Record excerpts
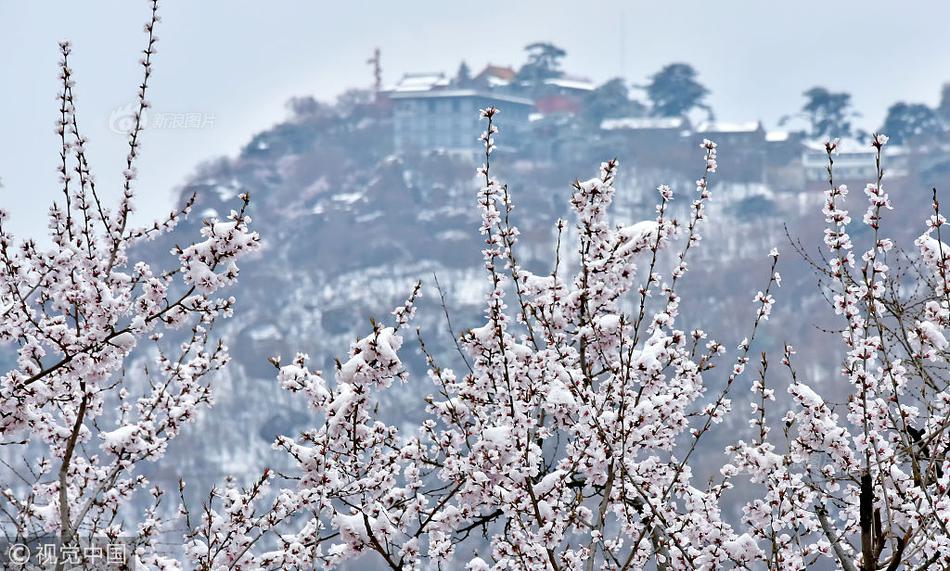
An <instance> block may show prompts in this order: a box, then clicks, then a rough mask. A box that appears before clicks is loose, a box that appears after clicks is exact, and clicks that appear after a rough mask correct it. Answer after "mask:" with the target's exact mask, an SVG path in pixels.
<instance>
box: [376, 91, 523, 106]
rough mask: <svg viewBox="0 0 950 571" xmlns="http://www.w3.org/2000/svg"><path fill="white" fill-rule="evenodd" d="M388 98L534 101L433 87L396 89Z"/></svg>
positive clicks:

Task to complete
If a line in the entries holds the string "clicks", it belongs in the tally; state the tally alone.

Solution to the problem
2